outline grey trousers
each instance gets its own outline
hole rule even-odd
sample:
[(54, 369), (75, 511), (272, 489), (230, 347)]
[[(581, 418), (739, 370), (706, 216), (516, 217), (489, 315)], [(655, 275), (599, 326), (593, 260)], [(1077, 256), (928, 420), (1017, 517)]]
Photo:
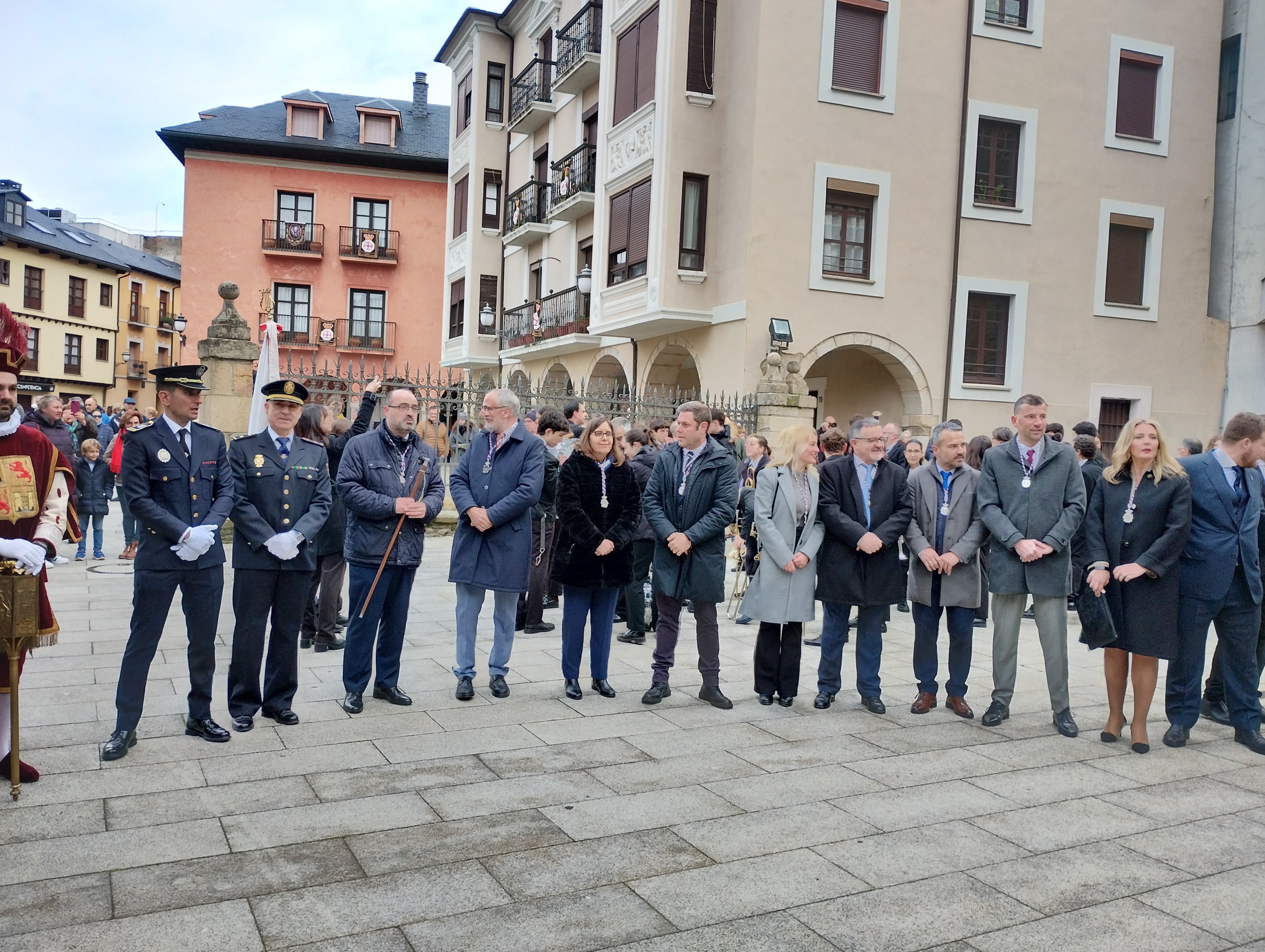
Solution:
[[(1011, 707), (1018, 669), (1020, 622), (1027, 595), (993, 595), (993, 700)], [(1032, 595), (1032, 614), (1045, 655), (1045, 683), (1050, 709), (1071, 707), (1068, 699), (1068, 597)]]

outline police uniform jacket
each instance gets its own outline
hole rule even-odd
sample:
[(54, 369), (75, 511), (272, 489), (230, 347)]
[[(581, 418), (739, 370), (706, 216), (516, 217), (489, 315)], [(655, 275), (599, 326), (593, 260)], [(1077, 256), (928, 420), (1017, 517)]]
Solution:
[(233, 473), (224, 434), (194, 421), (188, 458), (162, 418), (128, 431), (123, 444), (123, 491), (140, 522), (140, 570), (209, 569), (224, 564), (224, 544), (185, 561), (171, 550), (190, 526), (219, 528), (233, 511)]
[[(233, 469), (233, 568), (312, 571), (316, 535), (331, 503), (325, 448), (292, 436), (282, 460), (268, 430), (229, 444)], [(275, 535), (296, 530), (304, 535), (299, 555), (282, 561), (266, 547)]]

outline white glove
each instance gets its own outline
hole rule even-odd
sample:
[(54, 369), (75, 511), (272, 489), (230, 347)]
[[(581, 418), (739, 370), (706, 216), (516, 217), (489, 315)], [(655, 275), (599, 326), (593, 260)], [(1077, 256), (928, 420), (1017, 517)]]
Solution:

_SET PROBLEM_
Rewrite all of the rows above, changing "hole rule" to "fill rule" at every occurrence and leaving everything else unchanged. Omit the pictures from your answer.

_THE COMPLETED TASK_
outline grey trousers
each instance gets its own outline
fill rule even-odd
sample:
[(54, 369), (75, 511), (272, 489), (230, 347)]
[[(581, 418), (739, 370), (706, 216), (516, 217), (489, 315)], [(655, 275), (599, 326), (593, 260)], [(1077, 256), (928, 420), (1017, 517)]]
Photo:
Solution:
[[(1011, 707), (1018, 669), (1020, 622), (1027, 595), (993, 595), (993, 700)], [(1032, 595), (1032, 614), (1045, 655), (1045, 683), (1050, 709), (1071, 707), (1068, 699), (1068, 597)]]

outline police uniform jacket
each instance gets its own outline
fill rule even-odd
sample:
[(54, 369), (75, 511), (272, 489), (230, 347)]
[[(581, 418), (739, 370), (706, 216), (516, 217), (489, 315)], [(655, 275), (599, 326), (593, 260)], [(1077, 256), (928, 420), (1017, 517)]]
Solution:
[(233, 473), (224, 434), (194, 421), (188, 458), (162, 418), (128, 431), (123, 444), (123, 491), (140, 522), (140, 570), (209, 569), (224, 564), (224, 544), (185, 561), (171, 550), (190, 526), (219, 528), (233, 511)]
[[(233, 469), (233, 568), (312, 571), (316, 535), (331, 503), (325, 448), (292, 436), (282, 460), (268, 430), (229, 444)], [(275, 535), (296, 530), (304, 535), (299, 555), (282, 561), (266, 547)]]

outline white glove
each instance gets its own outline
fill rule even-odd
sample:
[(54, 369), (75, 511), (272, 489), (230, 347)]
[[(581, 418), (739, 370), (706, 216), (516, 217), (489, 315)], [(655, 275), (599, 326), (593, 260)], [(1077, 256), (928, 420), (1017, 517)]]
Solution:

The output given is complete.